Locate each line in the records below that contains the string "background" and copy those lines out.

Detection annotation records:
* * *

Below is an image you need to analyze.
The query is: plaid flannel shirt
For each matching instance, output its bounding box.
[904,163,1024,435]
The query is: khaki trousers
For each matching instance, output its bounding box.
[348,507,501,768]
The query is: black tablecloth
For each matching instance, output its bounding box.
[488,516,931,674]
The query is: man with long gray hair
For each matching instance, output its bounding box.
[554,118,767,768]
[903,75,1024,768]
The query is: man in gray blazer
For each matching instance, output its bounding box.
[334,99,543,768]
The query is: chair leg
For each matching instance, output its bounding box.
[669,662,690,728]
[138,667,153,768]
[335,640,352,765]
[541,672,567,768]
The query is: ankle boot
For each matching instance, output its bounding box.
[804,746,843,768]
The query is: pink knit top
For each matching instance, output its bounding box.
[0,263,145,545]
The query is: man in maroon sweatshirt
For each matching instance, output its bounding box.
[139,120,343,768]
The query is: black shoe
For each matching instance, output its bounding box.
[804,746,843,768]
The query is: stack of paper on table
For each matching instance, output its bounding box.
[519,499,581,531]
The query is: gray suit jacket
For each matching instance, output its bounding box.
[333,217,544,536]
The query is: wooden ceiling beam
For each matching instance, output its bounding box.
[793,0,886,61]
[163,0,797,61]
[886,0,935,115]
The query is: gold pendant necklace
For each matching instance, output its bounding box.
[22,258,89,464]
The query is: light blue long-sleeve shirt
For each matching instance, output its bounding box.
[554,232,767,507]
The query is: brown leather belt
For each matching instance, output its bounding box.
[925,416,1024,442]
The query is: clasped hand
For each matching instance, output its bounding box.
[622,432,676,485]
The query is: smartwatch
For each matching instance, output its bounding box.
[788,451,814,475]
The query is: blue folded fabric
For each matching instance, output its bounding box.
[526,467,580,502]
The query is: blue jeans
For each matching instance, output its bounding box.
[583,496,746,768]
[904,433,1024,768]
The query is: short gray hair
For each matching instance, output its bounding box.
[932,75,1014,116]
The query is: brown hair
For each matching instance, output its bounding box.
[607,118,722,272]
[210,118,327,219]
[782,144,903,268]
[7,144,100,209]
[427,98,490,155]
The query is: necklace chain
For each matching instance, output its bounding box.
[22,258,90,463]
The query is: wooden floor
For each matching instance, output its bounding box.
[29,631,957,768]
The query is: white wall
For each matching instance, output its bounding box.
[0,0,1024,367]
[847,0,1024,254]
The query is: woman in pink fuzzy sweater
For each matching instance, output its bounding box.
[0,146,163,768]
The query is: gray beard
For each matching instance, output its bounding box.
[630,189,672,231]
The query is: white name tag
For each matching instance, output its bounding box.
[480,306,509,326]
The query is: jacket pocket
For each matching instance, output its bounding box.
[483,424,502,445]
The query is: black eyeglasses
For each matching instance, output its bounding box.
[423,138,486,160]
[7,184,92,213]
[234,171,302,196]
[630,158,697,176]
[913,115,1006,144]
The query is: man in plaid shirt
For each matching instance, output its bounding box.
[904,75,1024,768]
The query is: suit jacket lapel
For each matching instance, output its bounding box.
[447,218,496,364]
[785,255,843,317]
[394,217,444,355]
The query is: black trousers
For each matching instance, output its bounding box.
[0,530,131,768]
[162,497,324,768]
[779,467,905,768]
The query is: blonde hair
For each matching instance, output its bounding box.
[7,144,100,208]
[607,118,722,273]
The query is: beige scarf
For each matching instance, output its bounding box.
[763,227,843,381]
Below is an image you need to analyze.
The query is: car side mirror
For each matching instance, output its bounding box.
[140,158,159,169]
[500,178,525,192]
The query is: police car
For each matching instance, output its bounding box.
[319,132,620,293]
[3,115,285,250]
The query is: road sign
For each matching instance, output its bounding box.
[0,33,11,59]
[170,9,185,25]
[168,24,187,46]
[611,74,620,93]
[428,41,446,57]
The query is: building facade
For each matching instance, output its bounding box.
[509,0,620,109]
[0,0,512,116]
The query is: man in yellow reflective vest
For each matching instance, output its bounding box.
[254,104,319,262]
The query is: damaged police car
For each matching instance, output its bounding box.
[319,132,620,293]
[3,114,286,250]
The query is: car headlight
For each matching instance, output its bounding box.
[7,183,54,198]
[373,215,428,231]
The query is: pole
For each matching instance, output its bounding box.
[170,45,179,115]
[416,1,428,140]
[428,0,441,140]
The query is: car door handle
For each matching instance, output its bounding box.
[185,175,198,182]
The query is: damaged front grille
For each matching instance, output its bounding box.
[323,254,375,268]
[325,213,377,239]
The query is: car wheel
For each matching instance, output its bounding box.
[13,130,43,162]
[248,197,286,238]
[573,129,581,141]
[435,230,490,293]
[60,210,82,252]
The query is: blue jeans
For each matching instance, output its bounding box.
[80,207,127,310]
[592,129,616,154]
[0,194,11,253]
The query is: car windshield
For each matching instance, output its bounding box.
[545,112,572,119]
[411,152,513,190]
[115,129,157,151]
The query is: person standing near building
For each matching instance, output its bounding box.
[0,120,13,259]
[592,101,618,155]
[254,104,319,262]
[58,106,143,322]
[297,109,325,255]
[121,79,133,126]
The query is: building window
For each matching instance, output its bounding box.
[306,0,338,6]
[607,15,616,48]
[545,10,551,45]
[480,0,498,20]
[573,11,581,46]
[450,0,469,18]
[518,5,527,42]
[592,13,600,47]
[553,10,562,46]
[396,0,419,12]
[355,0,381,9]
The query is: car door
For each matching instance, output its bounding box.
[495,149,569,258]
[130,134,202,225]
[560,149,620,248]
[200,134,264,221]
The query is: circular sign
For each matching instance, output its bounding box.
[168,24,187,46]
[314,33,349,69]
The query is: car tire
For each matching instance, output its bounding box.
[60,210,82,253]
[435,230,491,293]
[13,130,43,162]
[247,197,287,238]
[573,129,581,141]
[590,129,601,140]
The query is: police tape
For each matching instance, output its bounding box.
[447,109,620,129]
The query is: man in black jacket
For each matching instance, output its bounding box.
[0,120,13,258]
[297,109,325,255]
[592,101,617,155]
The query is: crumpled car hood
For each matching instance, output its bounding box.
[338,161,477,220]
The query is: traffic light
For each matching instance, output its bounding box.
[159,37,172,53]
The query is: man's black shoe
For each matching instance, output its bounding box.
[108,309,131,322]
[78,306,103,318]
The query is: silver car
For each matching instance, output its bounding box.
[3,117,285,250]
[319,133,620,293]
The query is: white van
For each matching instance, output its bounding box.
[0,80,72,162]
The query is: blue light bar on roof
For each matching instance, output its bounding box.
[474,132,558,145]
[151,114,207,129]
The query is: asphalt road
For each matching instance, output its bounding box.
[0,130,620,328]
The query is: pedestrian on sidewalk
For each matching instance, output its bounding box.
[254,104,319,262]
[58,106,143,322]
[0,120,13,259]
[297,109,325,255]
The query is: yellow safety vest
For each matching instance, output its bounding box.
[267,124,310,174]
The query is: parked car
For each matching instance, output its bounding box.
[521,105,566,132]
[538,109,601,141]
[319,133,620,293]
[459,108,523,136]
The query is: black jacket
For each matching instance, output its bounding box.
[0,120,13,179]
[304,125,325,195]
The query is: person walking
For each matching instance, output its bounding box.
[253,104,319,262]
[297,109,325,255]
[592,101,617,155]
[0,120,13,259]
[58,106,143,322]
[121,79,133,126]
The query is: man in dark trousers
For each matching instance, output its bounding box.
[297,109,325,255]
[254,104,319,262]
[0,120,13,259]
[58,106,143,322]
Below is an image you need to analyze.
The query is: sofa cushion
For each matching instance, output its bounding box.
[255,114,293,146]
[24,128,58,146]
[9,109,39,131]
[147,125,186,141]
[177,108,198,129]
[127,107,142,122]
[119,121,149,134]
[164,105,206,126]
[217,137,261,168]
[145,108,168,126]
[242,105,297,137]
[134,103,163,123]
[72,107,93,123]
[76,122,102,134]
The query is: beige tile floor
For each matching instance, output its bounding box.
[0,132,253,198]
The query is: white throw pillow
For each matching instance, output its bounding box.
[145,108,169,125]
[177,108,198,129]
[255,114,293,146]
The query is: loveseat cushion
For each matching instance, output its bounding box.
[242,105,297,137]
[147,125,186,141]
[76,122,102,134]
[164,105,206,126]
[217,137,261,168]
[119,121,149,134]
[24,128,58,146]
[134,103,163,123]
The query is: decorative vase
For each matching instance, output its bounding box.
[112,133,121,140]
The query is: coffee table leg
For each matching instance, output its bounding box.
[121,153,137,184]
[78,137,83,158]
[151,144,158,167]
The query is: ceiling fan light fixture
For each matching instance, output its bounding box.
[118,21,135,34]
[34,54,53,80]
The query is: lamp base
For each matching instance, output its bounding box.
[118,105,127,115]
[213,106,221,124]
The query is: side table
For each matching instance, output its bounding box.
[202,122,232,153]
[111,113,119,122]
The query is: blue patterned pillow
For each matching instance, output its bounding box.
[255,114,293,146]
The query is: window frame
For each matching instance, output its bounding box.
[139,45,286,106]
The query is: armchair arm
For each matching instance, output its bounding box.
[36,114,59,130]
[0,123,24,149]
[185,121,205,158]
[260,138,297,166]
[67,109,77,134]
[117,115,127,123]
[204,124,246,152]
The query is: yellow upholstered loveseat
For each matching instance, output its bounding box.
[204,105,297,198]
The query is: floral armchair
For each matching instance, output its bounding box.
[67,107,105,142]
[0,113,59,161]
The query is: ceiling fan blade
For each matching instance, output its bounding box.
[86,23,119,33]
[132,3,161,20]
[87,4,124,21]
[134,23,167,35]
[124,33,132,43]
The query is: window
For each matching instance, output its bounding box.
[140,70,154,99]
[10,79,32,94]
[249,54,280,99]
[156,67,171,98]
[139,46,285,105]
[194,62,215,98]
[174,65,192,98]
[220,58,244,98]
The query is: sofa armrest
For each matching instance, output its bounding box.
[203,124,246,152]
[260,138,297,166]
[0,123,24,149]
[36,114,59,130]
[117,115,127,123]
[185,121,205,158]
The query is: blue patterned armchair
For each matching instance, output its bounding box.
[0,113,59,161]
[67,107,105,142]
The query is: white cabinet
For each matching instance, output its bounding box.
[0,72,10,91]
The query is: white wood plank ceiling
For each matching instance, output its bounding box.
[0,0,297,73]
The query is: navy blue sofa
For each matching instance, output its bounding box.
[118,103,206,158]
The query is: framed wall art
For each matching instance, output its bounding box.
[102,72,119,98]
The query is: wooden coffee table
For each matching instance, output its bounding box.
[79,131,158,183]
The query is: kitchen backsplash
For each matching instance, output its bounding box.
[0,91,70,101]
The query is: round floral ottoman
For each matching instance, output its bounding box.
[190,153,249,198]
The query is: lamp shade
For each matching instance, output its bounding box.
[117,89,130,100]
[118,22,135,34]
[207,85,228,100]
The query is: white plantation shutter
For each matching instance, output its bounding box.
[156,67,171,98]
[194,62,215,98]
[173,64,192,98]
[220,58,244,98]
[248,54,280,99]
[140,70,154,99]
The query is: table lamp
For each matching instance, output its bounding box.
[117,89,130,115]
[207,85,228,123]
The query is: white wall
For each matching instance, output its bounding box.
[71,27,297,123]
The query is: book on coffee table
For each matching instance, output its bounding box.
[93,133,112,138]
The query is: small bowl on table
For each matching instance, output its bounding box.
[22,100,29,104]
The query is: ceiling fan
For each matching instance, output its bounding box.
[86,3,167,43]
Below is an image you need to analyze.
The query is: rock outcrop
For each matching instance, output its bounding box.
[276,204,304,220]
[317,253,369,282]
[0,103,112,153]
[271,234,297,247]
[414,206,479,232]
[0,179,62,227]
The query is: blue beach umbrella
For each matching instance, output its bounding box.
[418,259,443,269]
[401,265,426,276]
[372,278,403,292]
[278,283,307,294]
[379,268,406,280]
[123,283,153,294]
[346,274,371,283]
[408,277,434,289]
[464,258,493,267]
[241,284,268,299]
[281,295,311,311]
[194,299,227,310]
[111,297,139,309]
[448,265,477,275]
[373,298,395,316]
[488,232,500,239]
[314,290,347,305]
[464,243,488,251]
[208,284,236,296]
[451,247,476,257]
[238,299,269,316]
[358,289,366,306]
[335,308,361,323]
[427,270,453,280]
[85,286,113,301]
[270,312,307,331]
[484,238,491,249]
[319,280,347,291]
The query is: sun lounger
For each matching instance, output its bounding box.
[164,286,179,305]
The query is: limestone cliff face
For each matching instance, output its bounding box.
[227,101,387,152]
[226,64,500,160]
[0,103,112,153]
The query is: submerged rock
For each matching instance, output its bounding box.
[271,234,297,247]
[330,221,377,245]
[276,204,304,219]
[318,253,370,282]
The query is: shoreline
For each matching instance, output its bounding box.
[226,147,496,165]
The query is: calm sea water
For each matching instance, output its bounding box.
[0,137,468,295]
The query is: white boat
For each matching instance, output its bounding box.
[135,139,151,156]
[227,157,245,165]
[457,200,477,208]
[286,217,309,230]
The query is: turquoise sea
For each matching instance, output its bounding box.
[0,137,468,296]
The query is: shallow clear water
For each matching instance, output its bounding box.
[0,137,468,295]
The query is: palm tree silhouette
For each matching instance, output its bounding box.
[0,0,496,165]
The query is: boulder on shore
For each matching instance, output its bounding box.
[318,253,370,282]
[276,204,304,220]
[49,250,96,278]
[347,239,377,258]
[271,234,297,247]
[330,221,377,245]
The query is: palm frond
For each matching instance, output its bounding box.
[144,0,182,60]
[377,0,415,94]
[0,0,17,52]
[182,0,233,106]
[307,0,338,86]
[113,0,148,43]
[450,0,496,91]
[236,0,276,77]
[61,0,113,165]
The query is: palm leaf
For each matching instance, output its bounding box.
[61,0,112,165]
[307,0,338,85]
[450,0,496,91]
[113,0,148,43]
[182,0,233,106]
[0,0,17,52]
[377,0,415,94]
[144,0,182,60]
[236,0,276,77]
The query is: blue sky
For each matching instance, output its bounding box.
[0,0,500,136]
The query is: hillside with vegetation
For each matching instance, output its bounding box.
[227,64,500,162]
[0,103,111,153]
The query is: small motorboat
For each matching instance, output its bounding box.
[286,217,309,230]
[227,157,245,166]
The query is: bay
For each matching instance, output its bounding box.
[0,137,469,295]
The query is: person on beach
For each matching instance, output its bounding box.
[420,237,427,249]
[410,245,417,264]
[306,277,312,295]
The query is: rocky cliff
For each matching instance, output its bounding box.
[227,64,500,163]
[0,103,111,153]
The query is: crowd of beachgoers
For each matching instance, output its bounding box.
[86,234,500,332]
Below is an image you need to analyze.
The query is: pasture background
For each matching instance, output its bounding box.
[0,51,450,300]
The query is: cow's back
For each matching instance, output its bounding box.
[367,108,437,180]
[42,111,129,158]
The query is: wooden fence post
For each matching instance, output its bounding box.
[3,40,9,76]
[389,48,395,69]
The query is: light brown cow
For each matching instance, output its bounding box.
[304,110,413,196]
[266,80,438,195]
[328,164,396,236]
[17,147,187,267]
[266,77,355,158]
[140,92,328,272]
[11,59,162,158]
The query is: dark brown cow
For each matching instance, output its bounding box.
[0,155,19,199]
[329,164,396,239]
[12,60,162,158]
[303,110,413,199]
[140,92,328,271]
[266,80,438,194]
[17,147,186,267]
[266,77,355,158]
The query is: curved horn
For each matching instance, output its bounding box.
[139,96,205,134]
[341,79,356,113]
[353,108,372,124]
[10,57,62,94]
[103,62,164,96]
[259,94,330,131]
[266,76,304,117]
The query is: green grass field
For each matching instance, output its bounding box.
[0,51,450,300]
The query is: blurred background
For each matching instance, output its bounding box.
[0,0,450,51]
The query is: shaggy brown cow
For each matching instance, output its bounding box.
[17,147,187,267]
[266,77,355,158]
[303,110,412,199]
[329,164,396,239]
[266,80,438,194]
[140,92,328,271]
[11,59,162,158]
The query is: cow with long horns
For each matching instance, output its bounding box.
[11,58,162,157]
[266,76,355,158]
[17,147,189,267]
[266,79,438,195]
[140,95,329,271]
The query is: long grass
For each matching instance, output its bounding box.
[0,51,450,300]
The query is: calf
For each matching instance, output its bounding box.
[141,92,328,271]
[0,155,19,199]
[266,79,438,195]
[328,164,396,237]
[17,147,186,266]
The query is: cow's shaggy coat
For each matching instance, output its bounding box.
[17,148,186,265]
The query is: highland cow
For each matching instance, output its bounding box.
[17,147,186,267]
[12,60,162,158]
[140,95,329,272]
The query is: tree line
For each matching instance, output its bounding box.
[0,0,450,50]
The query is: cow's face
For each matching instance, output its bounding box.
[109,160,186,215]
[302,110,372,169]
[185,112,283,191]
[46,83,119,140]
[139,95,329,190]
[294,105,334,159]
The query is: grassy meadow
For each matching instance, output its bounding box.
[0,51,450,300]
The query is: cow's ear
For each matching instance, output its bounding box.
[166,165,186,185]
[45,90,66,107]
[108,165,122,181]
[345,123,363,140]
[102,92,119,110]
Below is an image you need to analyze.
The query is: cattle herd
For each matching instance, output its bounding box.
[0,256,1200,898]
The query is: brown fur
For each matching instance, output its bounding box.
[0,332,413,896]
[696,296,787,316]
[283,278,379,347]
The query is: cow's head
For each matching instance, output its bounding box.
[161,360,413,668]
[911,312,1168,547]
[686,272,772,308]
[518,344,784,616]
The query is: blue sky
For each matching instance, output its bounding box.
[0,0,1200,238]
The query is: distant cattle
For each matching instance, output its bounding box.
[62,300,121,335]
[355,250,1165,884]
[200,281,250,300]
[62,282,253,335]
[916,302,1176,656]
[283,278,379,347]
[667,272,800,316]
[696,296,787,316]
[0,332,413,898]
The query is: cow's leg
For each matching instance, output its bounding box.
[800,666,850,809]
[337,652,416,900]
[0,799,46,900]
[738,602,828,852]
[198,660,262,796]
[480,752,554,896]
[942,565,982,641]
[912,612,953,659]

* * *

_Expected answer_
The query is: pasture background
The query is: blurred background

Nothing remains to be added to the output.